▶ [Task prompt] Lay out the material as a Markdown table with the columns Row and Line, beginning at the line that contains "of the chopped" and stopping after the line that contains "(331, 1085)". Give each line its own numbered row and omit blank lines.

▶ [Data entries]
------------
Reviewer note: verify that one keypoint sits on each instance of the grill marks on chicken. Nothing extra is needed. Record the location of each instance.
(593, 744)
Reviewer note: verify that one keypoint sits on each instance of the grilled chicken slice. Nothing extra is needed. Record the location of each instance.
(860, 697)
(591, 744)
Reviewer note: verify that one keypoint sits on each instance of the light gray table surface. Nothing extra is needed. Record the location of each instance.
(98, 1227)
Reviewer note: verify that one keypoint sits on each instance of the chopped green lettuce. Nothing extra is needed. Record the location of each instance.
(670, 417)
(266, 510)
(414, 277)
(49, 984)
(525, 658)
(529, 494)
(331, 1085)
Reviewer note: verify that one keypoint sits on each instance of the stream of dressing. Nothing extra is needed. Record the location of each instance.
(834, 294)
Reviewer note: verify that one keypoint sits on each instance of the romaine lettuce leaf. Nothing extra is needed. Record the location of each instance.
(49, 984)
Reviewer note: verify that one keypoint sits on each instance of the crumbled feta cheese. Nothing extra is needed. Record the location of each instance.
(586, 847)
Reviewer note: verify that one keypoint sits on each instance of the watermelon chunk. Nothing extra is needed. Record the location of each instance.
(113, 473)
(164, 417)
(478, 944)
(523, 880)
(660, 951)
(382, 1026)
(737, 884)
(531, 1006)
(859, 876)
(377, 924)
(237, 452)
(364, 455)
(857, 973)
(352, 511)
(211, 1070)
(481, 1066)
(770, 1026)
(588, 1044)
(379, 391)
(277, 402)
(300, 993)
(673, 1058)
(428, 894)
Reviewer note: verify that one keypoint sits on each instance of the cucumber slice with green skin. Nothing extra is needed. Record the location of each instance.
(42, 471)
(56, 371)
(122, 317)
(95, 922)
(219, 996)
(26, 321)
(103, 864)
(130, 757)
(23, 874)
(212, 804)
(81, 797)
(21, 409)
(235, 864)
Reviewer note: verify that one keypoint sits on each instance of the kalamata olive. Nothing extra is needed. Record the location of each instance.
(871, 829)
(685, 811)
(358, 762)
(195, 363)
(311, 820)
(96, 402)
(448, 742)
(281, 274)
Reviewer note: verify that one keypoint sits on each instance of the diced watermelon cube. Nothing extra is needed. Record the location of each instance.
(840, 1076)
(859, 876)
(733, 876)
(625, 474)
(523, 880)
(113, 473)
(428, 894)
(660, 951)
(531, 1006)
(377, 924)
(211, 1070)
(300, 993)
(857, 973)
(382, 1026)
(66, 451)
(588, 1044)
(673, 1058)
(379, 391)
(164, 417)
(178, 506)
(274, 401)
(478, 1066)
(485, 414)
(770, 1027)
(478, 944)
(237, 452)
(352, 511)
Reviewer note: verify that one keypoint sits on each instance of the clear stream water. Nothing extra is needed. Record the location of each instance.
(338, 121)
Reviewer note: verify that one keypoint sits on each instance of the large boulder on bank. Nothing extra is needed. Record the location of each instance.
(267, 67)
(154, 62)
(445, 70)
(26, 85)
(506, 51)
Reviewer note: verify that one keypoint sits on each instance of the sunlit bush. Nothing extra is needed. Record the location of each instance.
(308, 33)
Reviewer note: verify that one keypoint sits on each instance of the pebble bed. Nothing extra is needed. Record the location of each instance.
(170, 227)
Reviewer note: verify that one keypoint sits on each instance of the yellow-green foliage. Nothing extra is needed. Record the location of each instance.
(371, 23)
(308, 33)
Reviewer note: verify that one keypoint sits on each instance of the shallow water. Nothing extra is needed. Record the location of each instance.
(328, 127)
------------
▶ [Response to this exercise]
| Row | Line |
|---|---|
| 1 | Reviewer note: verify that one keypoint sits on each instance of the chopped green lettuce. Nothing extra is needed. Record the location of each instance. |
| 2 | (670, 417) |
| 3 | (266, 510) |
| 4 | (414, 277) |
| 5 | (49, 984) |
| 6 | (525, 658) |
| 7 | (529, 494) |
| 8 | (331, 1085) |